→ **Records supplied**:

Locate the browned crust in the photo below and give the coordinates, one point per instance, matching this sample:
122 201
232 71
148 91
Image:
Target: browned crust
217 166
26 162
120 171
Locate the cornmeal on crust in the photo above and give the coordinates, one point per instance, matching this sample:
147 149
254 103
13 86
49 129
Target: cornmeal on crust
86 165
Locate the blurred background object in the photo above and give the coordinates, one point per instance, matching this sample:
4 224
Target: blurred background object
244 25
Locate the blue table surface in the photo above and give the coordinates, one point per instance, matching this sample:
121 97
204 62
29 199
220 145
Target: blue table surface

--

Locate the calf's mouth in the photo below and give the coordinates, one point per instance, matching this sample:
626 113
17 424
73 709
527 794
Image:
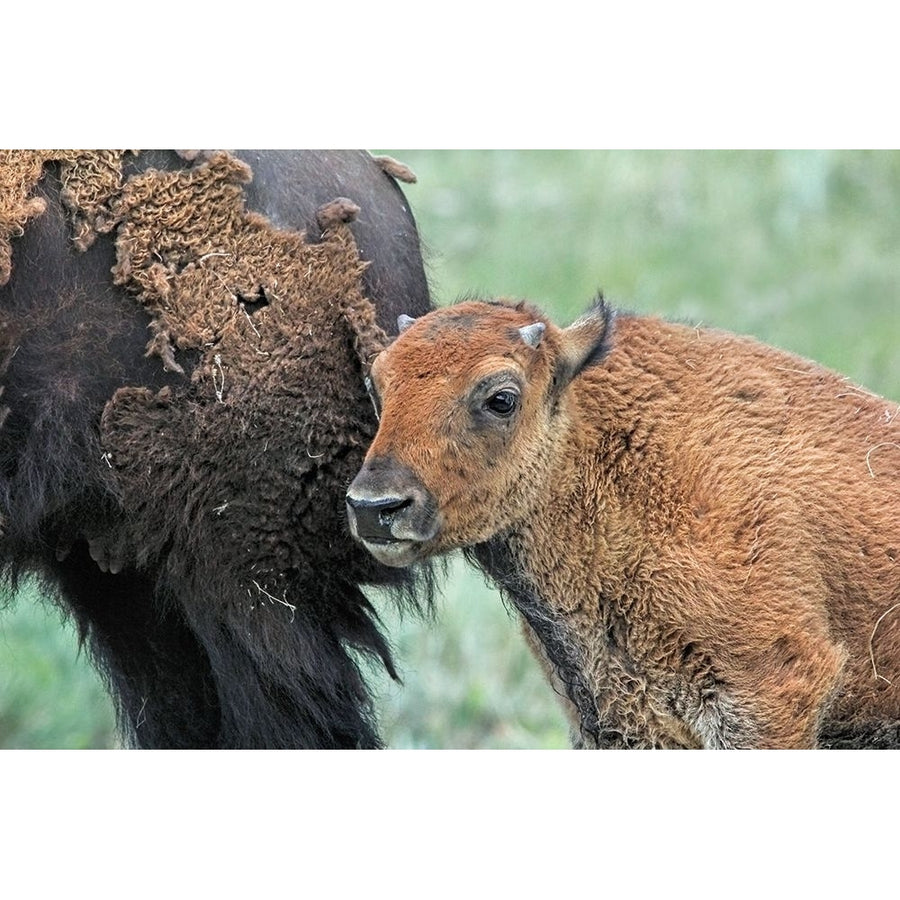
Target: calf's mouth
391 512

...

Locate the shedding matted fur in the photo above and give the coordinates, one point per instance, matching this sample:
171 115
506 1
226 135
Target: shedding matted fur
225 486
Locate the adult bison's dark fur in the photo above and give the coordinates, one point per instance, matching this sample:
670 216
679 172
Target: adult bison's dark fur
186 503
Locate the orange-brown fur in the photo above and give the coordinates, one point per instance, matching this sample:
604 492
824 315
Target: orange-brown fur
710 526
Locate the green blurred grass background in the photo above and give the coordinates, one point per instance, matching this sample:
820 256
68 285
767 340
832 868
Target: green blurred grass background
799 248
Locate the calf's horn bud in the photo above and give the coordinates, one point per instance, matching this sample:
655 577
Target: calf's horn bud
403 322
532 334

→ **What is expected**: Reproduce exactly the lines from the one containing "Locate the cornmeal" through the one containing "Target: blue table surface", both of those lines included.

→ **Response to the exercise**:
Locate the cornmeal on crust in the photo above and give the coordinates, one point per instance, matching this sample:
147 149
254 103
13 86
49 129
Target: cornmeal on crust
86 165
Locate the blurred background object in the photo above and give the coordinates, one point per instance, matching this sample:
4 224
Target: blurred background object
244 25
Locate the blue table surface in the photo above and give the coordinates, one point per instance, matching this sample:
121 97
204 62
29 199
220 145
Target: blue table surface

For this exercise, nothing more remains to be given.